▸ Data entries

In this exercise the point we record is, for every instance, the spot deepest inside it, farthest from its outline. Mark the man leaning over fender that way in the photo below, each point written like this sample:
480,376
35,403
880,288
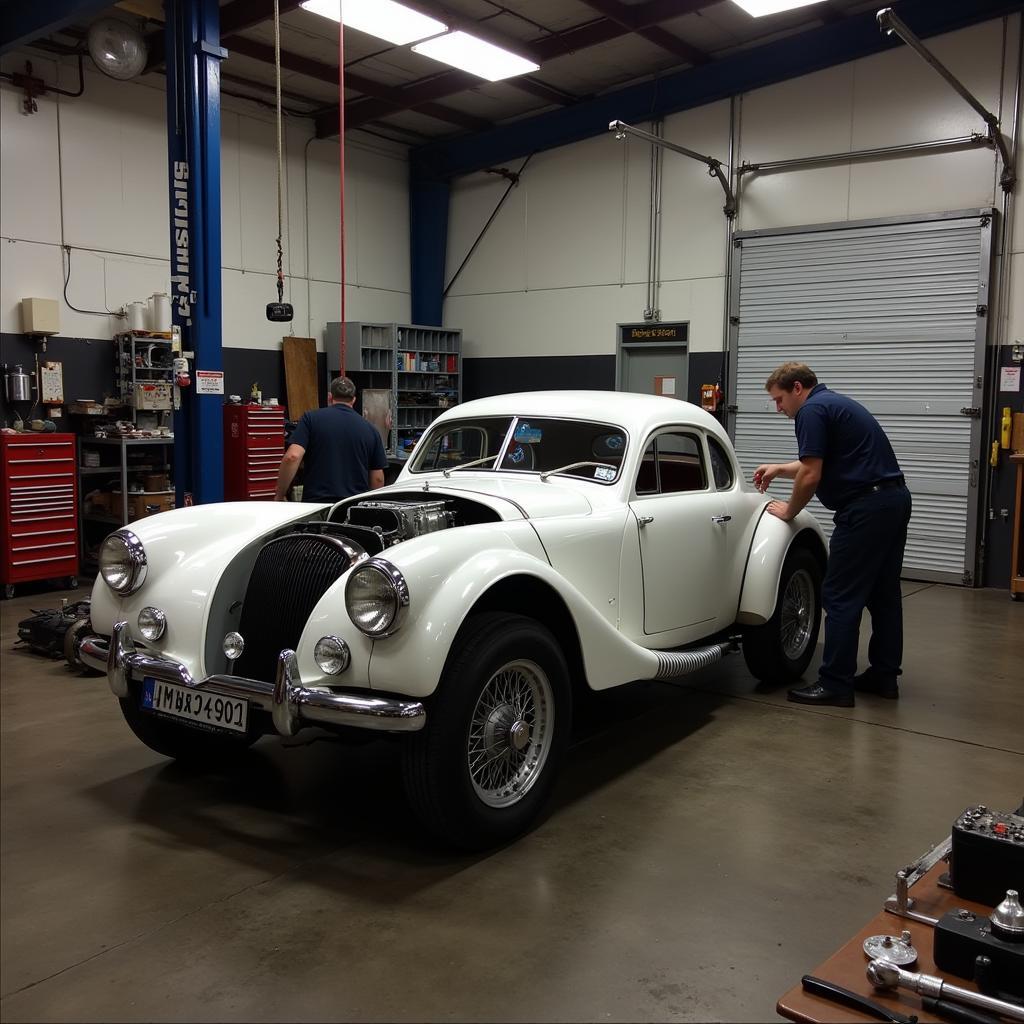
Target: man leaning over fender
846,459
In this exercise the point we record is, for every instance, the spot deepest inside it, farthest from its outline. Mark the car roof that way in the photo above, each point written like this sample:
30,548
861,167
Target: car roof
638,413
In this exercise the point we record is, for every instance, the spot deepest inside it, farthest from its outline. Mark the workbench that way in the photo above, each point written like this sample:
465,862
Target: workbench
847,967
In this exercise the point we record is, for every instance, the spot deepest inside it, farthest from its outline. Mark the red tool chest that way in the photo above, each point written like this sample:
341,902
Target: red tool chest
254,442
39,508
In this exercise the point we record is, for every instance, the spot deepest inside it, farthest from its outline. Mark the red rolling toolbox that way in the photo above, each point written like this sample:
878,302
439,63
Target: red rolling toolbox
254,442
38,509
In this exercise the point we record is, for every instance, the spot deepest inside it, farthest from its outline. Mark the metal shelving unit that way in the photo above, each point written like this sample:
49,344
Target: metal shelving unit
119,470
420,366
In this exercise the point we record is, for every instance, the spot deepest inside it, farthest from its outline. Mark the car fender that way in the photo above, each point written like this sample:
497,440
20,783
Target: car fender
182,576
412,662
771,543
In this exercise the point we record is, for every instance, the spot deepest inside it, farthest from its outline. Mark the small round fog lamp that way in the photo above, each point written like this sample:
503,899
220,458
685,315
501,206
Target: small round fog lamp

▸ PROBLEM
Pull out each line of the entries that contains "small".

▸ ANSWER FOR THIS EXERCISE
In this exercise the point we record is, for every instance, the spot deepest inside it, farthest from its outline. Mark the small round fog lamp that way in the photo above, each point written like this sample:
Target: small round fog lamp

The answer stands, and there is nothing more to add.